* _REQUIRED WORK_:
1. Output the passage on early Christianity from "theology was Saint" to "shape that system.".
2. In the passage on early Christianity, who is named as the principal architect of Western theology?

* _TEXT PASSAGE_:
------------------------------------------------------------------------

Clarification of this deposit became necessary when interpretations of the Christian message arose that were deemed to be deviations from these norms. The most
important deviations, or heresies (see Heresy), had to do with the person of Christ. Some theologians sought to protect his holiness by denying that his humanity was
like that of other human beings; others sought to protect the monotheistic faith by making Christ a lesser divine being than God the Father.
In response to both of these tendencies, early creeds began the process of specifying the divine in Christ, both in relation to the divine in the Father and in relation to
the human in Christ. The definitive formulations of these relations came in a series of official church councils during the 4th and 5th centuries--notably the one at Nicaea
in 325 and the one at Chalcedon in 451--which stated the doctrines of the Trinity and of the two natures of Christ in the form still accepted by most Christians (see
Chalcedon, Council of; Nicene Creed). To arrive at these formulations, Christianity had to refine its thought and language, creating in the process a philosophical
theology, both in Greek and in Latin, that was to be the dominant intellectual system of Europe for more than a thousand years. The principal architect of Western

theology was Saint Augustine of Hippo, whose literary output, including the classic Confessions and The City of God, did more than any other body of writings, except
for the Bible itself, to shape that system.

C

Persecution

First, however, Christianity had to settle its relation to the political order. As a Jewish sect, the primitive Christian church shared the status of Judaism in the Roman
Empire, but before the death of Emperor Nero in 68 it had already been singled out as an enemy. The grounds for hostility to the Christians were not always the same,
and often opposition and persecution were localized. The loyalty of Christians to "Jesus as Lord," however, was irreconcilable with the worship of the Roman emperor as
"Lord," and those emperors, such as Trajan and Marcus Aurelius, who were the most deeply committed to unity and reform were also the ones who recognized the
Christians as a threat to those goals and who therefore undertook to eliminate the threat. As in the history of other religions, especially Islam, opposition produced the
exact contrary of its intended purpose, and, in the epigram of the North African church father Tertullian, the "blood of the martyrs" became the "seed of the church." By
the beginning of the 4th century, Christianity had grown so much in size and in strength that it had to be either eradicated or accepted. Emperor Diocletian tried to do
the first and failed; Constantine the Great did the second and created a Christian empire.

------------------------------------------------------------------------

* _MATERIAL SHOWN_:

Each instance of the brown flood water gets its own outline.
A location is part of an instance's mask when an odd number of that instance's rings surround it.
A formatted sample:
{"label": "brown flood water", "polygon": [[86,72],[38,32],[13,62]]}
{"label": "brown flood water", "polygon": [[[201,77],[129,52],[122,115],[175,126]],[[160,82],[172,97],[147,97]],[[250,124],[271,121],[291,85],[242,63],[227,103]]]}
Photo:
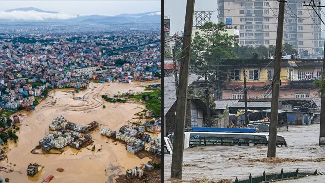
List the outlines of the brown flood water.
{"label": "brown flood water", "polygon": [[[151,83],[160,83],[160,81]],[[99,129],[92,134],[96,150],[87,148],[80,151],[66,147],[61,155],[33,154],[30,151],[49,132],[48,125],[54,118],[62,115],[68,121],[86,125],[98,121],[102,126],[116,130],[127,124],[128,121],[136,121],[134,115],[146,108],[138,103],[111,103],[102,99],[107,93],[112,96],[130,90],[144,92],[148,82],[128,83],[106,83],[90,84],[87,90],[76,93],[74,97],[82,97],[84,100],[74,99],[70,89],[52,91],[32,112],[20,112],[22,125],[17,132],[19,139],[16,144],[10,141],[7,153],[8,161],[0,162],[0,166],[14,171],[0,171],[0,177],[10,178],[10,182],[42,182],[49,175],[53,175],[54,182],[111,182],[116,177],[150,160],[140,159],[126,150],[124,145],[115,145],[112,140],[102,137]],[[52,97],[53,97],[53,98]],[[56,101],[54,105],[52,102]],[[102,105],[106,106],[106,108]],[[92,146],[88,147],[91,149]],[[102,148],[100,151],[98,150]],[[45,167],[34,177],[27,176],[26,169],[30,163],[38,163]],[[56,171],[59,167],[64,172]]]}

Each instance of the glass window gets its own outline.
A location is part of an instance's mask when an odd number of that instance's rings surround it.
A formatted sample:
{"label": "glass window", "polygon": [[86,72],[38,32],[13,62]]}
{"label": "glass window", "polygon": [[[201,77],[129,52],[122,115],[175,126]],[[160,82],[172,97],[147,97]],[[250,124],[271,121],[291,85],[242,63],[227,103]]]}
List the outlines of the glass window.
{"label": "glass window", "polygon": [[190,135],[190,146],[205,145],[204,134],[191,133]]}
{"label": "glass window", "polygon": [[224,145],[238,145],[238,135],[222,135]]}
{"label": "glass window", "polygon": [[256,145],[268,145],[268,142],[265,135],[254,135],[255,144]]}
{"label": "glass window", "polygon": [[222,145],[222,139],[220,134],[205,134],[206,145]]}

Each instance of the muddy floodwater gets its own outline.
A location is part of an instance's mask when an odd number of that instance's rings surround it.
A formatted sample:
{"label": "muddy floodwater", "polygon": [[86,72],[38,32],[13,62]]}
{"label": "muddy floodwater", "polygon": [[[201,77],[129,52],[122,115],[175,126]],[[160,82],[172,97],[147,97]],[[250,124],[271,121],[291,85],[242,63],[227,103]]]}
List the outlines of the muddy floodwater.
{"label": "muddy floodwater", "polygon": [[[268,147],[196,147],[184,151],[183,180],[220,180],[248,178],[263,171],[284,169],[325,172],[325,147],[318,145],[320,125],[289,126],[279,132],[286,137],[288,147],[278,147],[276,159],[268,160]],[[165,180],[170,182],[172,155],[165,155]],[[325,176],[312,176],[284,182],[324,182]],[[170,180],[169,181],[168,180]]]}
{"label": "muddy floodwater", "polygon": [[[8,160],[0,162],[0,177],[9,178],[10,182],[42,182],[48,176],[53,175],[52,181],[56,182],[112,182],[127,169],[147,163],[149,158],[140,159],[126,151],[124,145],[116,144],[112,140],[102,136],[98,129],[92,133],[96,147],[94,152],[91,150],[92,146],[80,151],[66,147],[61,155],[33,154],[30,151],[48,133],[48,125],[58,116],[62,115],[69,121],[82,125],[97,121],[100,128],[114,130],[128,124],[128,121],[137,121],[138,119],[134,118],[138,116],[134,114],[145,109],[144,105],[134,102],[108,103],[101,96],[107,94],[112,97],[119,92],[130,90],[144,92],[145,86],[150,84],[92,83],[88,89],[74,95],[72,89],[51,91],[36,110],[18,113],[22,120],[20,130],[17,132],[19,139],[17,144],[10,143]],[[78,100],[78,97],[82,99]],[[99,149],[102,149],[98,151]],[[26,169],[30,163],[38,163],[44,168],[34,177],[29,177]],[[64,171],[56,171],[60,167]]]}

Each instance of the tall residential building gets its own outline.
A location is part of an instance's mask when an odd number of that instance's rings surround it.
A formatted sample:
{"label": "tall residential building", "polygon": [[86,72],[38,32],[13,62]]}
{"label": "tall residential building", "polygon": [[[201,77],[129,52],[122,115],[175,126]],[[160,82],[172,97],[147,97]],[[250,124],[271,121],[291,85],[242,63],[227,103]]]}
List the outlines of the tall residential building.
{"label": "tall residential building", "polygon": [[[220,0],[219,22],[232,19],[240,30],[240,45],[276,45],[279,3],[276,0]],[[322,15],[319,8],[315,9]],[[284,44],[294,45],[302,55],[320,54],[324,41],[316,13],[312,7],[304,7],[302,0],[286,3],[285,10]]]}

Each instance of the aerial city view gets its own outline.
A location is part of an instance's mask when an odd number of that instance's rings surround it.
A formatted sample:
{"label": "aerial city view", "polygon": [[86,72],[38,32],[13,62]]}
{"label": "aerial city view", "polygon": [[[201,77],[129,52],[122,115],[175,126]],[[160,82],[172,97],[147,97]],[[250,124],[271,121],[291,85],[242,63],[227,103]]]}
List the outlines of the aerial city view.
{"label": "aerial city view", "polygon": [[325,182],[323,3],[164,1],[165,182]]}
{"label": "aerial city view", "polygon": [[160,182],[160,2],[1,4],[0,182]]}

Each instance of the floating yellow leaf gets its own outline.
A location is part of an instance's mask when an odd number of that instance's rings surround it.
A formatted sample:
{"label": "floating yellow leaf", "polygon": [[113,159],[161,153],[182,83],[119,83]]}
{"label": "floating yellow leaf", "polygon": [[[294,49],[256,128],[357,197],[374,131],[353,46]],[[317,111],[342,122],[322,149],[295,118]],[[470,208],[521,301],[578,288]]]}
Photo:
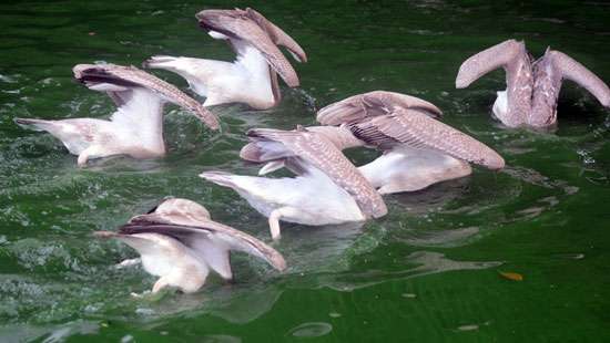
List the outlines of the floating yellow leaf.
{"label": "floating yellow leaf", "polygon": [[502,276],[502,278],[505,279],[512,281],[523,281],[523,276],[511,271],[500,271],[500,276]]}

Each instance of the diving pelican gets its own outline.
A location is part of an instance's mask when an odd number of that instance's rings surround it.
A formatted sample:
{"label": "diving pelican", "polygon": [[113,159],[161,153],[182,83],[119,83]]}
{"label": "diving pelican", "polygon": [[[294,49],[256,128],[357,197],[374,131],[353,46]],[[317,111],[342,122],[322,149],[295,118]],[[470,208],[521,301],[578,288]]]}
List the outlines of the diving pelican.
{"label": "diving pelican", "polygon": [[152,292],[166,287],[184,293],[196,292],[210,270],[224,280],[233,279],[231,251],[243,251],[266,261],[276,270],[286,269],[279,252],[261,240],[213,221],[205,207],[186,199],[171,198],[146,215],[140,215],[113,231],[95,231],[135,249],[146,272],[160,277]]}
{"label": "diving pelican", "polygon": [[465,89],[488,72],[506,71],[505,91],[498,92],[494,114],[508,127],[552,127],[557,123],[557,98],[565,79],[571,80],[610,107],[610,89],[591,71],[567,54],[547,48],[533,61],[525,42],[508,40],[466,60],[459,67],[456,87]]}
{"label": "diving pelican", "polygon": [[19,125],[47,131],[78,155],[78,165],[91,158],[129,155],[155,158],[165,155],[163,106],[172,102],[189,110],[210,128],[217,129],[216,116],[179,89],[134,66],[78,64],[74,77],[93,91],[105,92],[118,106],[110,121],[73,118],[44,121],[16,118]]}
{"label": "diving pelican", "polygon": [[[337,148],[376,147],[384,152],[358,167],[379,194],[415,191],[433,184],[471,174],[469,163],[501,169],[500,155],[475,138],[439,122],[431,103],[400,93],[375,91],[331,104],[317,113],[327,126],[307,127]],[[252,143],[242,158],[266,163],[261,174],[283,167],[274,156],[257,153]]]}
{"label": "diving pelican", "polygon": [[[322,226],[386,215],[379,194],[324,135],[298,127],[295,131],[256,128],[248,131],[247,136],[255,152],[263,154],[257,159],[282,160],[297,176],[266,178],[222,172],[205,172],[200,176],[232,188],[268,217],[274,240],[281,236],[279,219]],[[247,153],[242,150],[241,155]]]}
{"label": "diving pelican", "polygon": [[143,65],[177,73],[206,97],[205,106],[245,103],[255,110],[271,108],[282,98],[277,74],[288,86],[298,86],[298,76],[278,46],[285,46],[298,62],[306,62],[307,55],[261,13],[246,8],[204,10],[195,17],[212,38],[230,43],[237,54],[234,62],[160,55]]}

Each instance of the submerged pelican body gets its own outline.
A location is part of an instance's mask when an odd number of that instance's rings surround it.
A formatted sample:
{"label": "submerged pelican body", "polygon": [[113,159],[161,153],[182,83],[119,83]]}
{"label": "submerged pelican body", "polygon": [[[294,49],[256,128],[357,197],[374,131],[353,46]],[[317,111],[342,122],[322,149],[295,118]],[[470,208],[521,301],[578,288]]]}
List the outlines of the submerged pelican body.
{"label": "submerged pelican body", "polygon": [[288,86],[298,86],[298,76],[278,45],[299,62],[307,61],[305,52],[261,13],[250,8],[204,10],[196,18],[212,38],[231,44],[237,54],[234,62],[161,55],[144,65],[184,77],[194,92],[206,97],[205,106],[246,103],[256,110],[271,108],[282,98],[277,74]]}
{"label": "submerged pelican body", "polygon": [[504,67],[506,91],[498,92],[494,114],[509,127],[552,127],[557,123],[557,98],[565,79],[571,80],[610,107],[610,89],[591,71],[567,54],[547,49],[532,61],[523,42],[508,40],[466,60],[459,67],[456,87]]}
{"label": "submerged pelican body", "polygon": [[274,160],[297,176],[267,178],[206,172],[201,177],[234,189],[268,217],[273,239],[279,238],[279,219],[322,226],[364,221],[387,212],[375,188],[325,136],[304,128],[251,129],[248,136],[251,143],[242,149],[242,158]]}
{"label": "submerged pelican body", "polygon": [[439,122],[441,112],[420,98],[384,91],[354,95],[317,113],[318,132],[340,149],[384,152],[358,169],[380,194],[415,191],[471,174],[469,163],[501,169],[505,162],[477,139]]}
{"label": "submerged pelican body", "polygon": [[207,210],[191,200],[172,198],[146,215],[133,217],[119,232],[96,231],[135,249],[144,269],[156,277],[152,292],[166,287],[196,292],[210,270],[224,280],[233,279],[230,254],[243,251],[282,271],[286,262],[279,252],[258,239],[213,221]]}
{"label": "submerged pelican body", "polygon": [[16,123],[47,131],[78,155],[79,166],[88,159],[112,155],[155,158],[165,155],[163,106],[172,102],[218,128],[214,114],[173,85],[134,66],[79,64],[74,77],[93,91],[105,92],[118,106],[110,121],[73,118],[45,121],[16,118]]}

------------------------------------------------------------------------

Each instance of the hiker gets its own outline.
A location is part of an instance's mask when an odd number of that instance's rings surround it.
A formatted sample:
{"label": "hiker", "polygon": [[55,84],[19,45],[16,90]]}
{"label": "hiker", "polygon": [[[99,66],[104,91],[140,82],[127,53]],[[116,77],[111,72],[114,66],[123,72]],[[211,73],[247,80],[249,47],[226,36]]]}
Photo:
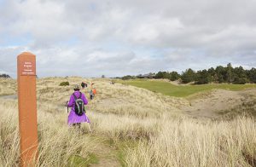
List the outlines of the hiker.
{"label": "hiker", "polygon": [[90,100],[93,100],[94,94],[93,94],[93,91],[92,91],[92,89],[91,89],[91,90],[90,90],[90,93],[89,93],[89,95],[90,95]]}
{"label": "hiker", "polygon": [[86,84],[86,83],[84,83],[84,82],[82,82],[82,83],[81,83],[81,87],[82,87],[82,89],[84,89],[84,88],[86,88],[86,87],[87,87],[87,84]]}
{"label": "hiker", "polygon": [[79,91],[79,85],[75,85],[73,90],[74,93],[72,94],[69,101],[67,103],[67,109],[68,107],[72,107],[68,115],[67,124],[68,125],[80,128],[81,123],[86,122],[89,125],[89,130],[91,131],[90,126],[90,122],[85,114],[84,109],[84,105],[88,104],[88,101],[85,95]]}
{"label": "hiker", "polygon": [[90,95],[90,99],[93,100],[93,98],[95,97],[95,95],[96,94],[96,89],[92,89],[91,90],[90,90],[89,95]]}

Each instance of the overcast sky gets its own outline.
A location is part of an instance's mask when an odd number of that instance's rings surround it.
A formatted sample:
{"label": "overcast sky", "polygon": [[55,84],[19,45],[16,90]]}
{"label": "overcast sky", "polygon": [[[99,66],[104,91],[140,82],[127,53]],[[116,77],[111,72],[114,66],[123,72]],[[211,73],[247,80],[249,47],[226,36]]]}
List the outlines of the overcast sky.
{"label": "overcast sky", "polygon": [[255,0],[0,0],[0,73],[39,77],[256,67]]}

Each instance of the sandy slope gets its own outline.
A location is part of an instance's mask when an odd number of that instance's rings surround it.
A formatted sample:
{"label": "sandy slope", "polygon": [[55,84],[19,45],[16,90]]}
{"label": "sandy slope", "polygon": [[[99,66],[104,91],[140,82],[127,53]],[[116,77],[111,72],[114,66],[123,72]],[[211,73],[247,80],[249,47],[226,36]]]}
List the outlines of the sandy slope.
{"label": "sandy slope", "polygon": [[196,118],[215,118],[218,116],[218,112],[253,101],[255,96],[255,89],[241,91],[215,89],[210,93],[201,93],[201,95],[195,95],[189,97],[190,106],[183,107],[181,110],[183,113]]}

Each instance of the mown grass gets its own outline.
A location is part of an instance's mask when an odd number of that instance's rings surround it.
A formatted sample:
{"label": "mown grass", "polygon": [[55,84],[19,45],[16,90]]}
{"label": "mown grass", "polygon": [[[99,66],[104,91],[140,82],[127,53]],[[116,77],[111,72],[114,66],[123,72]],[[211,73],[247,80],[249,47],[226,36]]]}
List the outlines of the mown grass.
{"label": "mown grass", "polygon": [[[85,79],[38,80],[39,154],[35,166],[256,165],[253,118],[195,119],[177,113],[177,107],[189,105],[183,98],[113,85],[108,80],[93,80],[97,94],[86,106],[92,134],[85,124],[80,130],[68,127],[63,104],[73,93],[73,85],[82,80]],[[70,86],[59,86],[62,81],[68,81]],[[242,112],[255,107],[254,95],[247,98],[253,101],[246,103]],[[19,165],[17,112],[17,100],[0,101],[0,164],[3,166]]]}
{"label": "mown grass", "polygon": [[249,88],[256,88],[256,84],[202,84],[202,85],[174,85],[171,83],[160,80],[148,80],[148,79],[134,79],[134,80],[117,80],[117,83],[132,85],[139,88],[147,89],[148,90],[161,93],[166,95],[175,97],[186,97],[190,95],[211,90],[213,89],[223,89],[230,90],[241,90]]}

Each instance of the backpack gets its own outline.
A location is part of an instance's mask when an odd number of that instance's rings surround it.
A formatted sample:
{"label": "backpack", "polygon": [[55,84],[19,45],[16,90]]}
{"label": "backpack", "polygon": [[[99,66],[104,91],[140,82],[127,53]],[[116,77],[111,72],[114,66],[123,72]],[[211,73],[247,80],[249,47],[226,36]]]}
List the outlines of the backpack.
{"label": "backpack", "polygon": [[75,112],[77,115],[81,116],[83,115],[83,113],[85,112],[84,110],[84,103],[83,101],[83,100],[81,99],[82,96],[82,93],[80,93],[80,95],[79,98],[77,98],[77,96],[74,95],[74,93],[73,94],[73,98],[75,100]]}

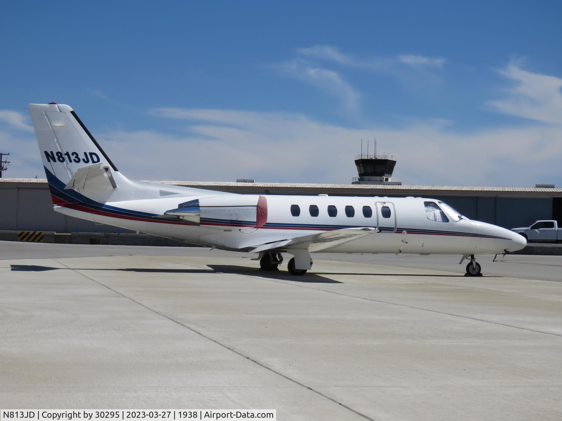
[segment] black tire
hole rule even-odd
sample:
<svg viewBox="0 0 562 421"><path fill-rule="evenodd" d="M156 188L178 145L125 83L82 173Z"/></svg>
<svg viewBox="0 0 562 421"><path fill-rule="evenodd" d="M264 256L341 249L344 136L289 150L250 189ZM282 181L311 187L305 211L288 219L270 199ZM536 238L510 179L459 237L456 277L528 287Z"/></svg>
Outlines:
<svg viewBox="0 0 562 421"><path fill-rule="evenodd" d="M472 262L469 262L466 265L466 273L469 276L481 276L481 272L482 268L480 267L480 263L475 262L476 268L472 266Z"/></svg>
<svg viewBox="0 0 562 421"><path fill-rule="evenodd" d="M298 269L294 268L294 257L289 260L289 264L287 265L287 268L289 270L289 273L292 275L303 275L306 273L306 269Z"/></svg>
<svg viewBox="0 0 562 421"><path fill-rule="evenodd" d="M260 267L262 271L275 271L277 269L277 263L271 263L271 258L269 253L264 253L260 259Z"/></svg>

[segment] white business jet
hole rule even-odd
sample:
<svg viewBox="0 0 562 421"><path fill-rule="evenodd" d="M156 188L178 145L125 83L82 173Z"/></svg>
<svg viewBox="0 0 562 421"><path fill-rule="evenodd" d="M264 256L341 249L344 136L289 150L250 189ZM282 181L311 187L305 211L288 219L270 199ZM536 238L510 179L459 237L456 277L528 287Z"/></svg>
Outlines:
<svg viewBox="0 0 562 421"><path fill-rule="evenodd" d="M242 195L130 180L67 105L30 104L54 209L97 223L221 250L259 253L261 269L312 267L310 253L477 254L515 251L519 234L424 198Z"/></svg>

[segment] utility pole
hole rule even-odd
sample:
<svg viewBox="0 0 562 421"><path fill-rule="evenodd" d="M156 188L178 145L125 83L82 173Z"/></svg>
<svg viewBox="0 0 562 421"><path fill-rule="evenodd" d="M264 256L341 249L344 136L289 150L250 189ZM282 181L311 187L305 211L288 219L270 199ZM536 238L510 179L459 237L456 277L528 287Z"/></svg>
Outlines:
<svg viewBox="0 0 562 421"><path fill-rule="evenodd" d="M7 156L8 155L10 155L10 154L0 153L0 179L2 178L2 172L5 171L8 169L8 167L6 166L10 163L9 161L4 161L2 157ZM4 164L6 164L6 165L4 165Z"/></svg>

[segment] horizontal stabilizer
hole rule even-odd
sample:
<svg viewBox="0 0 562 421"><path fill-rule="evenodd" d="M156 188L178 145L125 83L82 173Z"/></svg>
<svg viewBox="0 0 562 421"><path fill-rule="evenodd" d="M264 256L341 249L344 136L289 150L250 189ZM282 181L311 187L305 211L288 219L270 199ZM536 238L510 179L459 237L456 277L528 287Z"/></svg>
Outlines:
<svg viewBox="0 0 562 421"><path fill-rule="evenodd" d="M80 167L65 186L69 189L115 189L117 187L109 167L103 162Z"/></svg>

------------------------------------------------------------------------

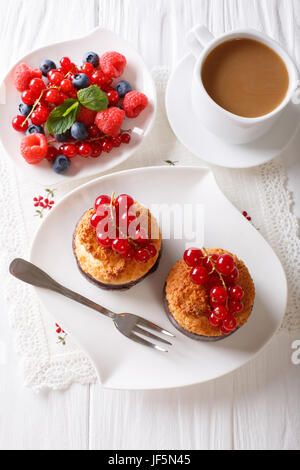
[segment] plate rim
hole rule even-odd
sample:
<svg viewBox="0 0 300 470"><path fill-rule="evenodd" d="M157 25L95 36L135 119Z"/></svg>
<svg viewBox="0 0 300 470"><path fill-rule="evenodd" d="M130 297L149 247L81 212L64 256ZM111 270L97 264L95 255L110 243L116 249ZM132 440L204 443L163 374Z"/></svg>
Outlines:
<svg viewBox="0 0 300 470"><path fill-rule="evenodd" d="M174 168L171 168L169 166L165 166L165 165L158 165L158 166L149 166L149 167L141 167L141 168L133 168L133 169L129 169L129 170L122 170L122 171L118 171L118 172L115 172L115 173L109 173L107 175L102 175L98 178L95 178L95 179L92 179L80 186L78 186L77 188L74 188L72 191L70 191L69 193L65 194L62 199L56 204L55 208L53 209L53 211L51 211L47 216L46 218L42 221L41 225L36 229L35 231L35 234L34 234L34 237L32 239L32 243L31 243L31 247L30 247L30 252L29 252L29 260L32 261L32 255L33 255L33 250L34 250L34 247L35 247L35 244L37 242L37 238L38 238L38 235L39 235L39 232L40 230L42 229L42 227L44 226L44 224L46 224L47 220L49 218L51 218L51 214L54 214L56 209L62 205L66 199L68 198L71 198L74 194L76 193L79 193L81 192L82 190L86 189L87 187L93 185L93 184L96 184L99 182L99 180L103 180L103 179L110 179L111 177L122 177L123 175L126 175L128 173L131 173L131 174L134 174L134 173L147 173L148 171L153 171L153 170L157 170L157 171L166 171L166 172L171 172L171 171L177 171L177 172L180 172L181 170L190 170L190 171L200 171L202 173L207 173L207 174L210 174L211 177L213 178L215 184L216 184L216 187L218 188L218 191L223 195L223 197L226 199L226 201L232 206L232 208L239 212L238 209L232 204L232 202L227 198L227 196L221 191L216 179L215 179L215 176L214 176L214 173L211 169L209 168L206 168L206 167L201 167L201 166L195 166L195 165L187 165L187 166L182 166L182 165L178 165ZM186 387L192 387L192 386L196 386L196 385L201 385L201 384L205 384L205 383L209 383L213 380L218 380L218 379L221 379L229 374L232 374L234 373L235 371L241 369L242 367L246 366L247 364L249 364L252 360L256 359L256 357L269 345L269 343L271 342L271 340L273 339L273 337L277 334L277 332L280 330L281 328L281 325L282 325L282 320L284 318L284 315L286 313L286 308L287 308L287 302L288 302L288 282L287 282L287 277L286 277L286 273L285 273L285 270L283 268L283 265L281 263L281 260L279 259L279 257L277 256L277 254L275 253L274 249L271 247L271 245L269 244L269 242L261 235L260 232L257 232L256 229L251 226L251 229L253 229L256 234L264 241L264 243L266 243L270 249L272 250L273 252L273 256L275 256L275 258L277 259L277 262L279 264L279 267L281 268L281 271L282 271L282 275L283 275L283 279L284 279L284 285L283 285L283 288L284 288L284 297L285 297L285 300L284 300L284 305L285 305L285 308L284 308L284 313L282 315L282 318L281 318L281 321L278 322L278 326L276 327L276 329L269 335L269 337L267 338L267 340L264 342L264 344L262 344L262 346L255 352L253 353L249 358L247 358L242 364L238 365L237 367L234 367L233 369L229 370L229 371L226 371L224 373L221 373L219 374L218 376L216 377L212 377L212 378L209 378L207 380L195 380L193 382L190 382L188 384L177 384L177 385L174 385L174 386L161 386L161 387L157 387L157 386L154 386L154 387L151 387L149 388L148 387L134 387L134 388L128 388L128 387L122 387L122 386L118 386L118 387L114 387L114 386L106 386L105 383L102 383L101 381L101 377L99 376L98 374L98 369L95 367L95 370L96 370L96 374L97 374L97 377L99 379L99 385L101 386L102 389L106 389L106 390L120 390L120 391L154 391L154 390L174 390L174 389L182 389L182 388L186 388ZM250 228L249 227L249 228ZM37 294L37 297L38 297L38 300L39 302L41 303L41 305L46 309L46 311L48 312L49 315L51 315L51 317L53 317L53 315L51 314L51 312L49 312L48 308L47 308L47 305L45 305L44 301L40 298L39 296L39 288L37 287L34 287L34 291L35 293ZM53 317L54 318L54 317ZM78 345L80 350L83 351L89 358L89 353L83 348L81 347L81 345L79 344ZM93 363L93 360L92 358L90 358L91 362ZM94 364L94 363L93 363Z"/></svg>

------------------------------------------------------------------------

* _RESPONSES TO THE EXERCISE_:
1.
theology was Saint Augustine of Hippo, whose literary output, including the classic Confessions and The City of God, did more than any other body of writings, except
for the Bible itself, to shape that system.

2. Saint Augustine of Hippo